____ Supplied text

Nathaniel Smith added the comment:
Actually, I fail at grep, and actually there are already tons of good tests for
__bases__ assignment in test_descr.py. So, patch attached, and analysis follows.
Background on __class__ assignment
----------------------------------
While it's certainly surprising, assignment to obj.__class__ and to
type.__bases__ has been an explicitly supported feature ever since the advent
of new-style classes back in 2.ancient, and typeobject.c goes to great lengths
to handle all the weird resulting cases (including stuff like "what if __del__
changes the __class__", "what if someone mutates __bases__ while we are in the
middle of method lookup inside a metaclass's mro() method", etc.).
To make this safe, of course, we need to somehow check that after making the
assignment then the resulting object will still be a valid, self-consistent
Python object. The types in question need to have consistent in-memory
representations, that their __dict__ slot (if present) is at the same offset,
that their memory management callbacks are consistent (if we mutate an object
from type A to type B, then A and B must be written in such a way that it's
legal to pass an object allocated with A.tp_new to B.tp_dealloc), etc.
This compatibility checking occurs in two places: object_set_class and
type_set_bases (and several utility functions that they share).

________
____ Data records

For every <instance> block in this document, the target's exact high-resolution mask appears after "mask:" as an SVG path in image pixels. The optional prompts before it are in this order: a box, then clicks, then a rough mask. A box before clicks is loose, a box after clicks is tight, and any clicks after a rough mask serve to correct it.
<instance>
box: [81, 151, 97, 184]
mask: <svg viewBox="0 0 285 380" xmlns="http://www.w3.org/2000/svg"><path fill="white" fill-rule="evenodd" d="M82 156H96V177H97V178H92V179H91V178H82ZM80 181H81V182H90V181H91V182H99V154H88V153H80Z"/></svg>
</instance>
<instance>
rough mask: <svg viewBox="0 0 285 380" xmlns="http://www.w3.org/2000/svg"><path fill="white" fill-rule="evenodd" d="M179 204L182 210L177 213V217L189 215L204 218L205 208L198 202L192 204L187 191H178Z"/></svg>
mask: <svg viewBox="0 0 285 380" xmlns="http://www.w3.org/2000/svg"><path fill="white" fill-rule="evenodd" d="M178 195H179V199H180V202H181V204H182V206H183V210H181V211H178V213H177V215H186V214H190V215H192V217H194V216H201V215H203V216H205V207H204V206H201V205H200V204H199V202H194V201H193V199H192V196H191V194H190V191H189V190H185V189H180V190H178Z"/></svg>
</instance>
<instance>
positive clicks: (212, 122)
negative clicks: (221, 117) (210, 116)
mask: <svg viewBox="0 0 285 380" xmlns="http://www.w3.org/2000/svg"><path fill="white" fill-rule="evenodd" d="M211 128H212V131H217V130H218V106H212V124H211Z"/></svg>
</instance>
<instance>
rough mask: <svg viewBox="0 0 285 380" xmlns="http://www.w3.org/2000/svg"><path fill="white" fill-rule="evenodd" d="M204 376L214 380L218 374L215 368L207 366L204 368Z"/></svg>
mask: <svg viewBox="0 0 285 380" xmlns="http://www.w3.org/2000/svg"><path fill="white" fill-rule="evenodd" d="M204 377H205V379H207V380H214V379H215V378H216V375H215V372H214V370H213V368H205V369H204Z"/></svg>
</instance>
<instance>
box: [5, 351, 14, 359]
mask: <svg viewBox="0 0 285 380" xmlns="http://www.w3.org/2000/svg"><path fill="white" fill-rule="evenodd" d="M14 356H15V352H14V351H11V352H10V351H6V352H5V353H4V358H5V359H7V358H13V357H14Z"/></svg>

________

*Exercise set*
1 > Please restate the comment on __class__ assignment from "To make this" up to and including "that they share).", switching "memory management callbacks" to "deallocation hooks".
2 > Resume the comment on __class__ assignment, picking up after its last sentence.

*Answers by item number*
1 >
To make this safe, of course, we need to somehow check that after making the
assignment then the resulting object will still be a valid, self-consistent
Python object. The types in question need to have consistent in-memory
representations, that their __dict__ slot (if present) is at the same offset,
that their deallocation hooks are consistent (if we mutate an object
from type A to type B, then A and B must be written in such a way that it's
legal to pass an object allocated with A.tp_new to B.tp_dealloc), etc.
This compatibility checking occurs in two places: object_set_class and
type_set_bases (and several utility functions that they share).

2 >
For historical reasons, there are two different C representations for type
objects in Python: the original representation, which involves
statically-allocated structs, and the newer representation, which involves
heap-allocated structs. Aside from their allocation, there are a bunch of
arcane little differences in things like reference counting, how you set them,
etc., which are mostly motivated by the need to maintain compatibility with old
code using the original representation -- all the places where they differ are
places where the newer representation does something more sensible, it's not
possible to create a statically-allocated type except by writing C code that
*doesn't* use the stable ABI, etc. Otherwise they're supposed to work the same
(eliminating differences between built-in and user-defined classes was the
whole point of new-style classes!), but all these quirky implementation
differences do leak out into little semantic differences in various places.
One of the places where they've historically leaked out is in __class__ and
__bases__ assignment. When the compatibility-checking code for types was
originally written, it punted on trying to handle the quirky differences
between statically-allocated and heap-allocated type objects, and just declared
that all statically-allocated types were incompatible with each other.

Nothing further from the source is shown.